*DATA EXTRACTS*:
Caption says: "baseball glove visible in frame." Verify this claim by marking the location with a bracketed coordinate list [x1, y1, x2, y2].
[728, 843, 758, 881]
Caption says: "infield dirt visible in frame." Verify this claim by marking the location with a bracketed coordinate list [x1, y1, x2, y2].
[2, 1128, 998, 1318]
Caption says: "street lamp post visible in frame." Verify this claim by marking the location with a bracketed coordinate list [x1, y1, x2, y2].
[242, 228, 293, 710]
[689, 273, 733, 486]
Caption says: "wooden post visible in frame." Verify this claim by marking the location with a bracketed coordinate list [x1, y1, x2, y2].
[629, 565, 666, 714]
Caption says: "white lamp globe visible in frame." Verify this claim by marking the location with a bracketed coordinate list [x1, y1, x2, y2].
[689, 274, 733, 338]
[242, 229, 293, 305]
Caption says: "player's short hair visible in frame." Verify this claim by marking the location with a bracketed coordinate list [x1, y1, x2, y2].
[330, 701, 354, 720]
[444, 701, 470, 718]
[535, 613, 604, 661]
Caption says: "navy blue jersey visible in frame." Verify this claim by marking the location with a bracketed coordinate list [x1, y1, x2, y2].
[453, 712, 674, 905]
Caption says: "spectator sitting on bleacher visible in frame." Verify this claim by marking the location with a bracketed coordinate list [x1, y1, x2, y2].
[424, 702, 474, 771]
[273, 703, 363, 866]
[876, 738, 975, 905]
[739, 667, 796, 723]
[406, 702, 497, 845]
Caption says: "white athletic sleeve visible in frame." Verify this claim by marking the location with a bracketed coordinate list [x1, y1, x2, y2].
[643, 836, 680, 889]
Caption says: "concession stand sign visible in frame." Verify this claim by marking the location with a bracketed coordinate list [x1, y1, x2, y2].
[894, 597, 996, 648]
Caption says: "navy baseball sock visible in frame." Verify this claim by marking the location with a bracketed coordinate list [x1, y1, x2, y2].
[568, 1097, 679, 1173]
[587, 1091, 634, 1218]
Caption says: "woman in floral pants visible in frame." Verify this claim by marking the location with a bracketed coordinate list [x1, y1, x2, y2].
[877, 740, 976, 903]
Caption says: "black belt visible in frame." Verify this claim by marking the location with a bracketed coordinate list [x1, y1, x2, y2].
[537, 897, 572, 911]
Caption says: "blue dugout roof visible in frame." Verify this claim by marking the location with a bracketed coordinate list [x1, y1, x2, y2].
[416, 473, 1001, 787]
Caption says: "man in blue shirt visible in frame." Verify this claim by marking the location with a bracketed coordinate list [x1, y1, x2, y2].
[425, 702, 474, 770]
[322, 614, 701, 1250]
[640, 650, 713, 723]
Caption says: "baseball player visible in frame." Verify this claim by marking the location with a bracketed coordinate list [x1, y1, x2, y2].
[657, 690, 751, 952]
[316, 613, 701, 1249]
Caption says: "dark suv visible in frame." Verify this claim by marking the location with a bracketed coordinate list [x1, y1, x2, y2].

...

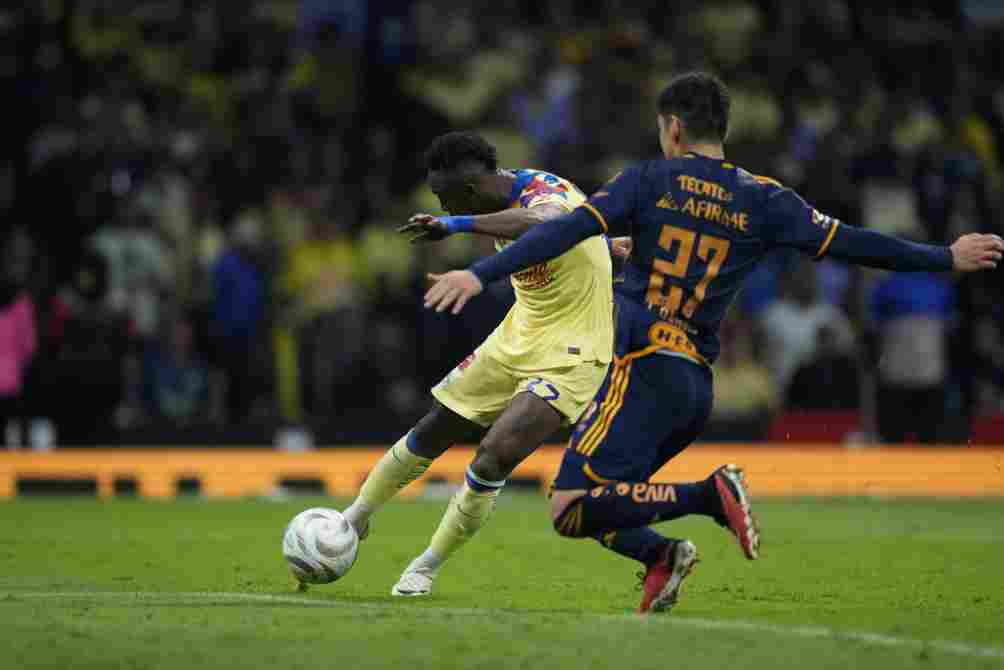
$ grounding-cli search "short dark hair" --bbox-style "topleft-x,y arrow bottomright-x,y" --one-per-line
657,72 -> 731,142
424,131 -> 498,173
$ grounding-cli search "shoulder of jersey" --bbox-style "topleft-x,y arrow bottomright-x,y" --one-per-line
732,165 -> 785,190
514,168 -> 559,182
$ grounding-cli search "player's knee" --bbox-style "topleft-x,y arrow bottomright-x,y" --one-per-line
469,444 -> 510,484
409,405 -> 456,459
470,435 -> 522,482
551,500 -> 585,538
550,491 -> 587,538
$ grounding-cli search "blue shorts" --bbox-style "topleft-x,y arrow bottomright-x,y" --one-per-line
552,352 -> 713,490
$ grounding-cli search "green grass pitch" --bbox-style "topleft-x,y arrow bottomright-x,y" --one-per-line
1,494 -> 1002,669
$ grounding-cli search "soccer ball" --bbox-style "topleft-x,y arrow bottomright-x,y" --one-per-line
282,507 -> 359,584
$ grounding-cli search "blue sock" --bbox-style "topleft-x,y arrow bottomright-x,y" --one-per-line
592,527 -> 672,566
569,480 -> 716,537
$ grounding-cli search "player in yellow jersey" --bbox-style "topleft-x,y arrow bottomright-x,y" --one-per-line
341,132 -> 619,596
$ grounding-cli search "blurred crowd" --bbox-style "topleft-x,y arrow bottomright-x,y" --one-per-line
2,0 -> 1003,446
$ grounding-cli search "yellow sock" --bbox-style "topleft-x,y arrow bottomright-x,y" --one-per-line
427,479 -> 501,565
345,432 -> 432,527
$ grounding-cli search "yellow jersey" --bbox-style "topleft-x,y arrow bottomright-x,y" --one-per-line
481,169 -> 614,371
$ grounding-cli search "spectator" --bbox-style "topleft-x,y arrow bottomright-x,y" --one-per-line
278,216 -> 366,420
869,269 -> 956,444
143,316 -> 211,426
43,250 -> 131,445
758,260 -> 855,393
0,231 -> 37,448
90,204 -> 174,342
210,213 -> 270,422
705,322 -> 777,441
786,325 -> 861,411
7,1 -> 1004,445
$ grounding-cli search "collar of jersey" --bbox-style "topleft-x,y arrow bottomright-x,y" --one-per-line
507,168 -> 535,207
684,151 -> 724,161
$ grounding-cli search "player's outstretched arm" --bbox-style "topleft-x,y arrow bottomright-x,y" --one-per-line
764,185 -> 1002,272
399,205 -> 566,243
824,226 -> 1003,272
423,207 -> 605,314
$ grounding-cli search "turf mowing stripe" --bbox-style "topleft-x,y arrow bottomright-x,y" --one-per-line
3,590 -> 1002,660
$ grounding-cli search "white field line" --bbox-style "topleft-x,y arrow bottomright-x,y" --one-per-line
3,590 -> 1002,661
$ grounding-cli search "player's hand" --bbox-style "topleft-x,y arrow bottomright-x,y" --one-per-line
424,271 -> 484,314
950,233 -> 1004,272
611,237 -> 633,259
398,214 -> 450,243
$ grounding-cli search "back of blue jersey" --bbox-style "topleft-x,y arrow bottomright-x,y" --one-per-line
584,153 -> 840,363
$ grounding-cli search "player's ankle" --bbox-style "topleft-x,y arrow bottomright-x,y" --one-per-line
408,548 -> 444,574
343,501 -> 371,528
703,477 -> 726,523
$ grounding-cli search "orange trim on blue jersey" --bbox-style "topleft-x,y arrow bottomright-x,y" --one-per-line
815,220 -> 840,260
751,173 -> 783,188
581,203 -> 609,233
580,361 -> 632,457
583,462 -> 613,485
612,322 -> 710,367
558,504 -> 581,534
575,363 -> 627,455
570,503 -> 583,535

*WHAT YOU NEED TO DO*: From the records above, reproduce exactly the lines from the one with "belt visible in" to the one with "suv visible in", both included, and no others.

*REPLY TO THE TASK*:
Caption says: "black belt visible in frame." Verify this claim by marking the location with a bracketed coordinate list [x1, y1, x2, y2].
[537, 897, 572, 911]
Caption says: "blue dugout roof visible in frame." Verify this claim by marking the location with a bracketed coordinate list [x1, y1, x2, y2].
[416, 473, 1001, 787]
Caption says: "man in blue shirt visible in frame." Verify this claim by marking the location with a bracketed coordinate list [x1, y1, x2, y2].
[425, 702, 474, 770]
[322, 614, 701, 1250]
[640, 650, 713, 723]
Caption says: "baseball player visible in frame." Verify this claim by marking the location with a bracketed coordinate list [x1, y1, x2, y2].
[657, 690, 751, 952]
[316, 613, 701, 1249]
Caption says: "dark suv visible in frame." Verify this claim by marking the location with a bracketed coordinate list [x1, y1, x2, y2].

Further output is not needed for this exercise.